Text to read -
*****
Israeli officials rely on Gaza health ministry death toll, contradicting public claims
3 min read
24 January, 2024
Israeli intelligence officials told the Local Call news website that Gaza's health ministry is their main source of data on civilian deaths in Gaza.
More than 25,000 people have been killed in Gaza since 7 October [Getty]

Israeli intelligence officials have admitted to relying on civilian death toll statistics collated by Gaza's health ministry, despite Tel Aviv publicly undermining the ministry's reliability.

Two Israeli intelligence officials who spoke to the Hebrew-language Local Call news website said the health ministry is mostly "reliable" and their main source of statistics on civilian deaths in Gaza.

"Israeli intelligence secretly surveilled officials in Gaza’s Health Ministry to check if their data on the number of civilians killed in Gaza is 'reliable', Israeli intelligence sources told us. The army found the numbers are reliable and now regularly uses them internally in intelligence briefings," reporter Yuval Abraham said on X on Wednesday.
*****
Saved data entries
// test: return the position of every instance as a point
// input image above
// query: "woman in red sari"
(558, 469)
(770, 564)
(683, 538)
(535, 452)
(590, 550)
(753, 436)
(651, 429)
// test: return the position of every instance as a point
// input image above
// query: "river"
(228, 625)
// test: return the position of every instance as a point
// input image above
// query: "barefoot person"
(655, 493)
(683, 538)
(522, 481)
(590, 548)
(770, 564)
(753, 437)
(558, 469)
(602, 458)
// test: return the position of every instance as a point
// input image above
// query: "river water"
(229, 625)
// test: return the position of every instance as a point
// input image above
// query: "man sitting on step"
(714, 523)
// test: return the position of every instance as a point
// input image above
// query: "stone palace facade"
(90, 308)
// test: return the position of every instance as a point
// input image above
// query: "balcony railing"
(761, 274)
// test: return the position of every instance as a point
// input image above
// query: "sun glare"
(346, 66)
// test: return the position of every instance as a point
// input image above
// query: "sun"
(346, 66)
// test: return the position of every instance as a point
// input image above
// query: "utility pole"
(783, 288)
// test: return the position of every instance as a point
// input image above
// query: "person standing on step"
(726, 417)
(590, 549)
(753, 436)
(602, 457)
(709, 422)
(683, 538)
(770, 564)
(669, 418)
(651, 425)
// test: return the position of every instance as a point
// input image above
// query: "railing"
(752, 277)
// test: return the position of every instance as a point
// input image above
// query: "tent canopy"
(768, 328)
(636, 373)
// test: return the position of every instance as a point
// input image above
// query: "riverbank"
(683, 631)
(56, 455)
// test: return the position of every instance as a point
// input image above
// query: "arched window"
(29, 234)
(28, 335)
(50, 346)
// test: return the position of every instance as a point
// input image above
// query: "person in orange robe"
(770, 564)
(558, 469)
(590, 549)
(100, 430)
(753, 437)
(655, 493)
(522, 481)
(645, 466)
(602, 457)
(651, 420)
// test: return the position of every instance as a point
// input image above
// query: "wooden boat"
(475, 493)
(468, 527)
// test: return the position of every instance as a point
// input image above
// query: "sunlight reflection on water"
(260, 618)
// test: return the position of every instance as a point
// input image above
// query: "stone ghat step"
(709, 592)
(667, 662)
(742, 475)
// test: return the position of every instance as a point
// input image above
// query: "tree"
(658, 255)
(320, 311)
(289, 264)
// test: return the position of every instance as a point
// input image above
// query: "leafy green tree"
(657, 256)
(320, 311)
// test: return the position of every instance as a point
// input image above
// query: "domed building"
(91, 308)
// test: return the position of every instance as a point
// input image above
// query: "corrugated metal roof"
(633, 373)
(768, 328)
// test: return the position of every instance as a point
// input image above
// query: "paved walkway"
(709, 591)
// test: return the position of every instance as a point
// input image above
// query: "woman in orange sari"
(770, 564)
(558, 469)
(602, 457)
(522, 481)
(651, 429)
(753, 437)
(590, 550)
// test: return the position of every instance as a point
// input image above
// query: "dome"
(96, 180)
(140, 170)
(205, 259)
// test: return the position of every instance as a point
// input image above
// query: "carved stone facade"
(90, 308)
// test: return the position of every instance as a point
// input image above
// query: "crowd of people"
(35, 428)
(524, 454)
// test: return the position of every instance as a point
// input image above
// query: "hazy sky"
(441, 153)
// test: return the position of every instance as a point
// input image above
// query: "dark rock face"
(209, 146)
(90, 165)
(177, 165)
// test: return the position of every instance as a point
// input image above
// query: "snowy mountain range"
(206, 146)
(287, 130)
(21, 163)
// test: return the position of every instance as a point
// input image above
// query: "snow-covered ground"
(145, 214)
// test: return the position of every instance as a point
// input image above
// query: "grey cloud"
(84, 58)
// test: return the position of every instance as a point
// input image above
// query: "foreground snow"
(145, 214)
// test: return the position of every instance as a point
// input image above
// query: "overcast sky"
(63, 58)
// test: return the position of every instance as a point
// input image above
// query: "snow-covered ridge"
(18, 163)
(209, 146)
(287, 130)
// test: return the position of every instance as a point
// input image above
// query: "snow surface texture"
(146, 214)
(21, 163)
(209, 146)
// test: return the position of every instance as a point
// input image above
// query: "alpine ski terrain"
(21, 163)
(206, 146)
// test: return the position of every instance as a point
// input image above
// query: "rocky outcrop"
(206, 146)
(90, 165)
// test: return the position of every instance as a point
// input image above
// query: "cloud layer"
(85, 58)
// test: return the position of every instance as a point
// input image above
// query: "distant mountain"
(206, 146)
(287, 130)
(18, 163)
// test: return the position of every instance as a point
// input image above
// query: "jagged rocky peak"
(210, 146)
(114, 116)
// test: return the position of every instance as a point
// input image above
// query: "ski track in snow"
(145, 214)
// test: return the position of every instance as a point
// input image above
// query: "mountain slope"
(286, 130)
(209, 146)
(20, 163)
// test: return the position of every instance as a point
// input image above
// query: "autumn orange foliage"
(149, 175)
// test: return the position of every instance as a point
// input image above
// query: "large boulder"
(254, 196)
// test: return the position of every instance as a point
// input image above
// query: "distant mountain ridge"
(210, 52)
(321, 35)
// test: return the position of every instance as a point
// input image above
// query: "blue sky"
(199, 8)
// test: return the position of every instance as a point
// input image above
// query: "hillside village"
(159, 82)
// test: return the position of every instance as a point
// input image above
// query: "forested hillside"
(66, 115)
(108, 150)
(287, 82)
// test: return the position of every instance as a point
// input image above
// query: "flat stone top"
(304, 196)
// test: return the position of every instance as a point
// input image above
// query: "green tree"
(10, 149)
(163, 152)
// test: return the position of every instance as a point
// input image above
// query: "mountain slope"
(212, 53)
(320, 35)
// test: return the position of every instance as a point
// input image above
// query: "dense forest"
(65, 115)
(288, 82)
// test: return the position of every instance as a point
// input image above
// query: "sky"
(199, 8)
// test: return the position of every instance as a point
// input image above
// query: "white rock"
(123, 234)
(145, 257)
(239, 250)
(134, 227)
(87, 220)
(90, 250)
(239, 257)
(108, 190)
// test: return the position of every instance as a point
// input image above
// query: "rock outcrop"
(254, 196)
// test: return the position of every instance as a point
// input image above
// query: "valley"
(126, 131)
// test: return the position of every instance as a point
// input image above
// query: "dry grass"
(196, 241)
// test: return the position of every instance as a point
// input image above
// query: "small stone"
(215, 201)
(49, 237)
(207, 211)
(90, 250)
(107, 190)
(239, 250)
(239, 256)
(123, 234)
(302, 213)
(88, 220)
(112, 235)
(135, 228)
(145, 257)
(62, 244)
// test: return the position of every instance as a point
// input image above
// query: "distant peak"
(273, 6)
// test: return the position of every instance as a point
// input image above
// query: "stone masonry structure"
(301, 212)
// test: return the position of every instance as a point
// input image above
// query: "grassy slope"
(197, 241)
*****
Requirements -
(A) List every date or day of the week named in the article on the Gaza death toll.
(B) According to the article on the Gaza death toll, what did the army conclude about the health ministry's numbers?

The results -
(A)
24 January, 2024
7 October
Wednesday

(B) The army found the numbers reliable and now regularly uses them internally in intelligence briefings.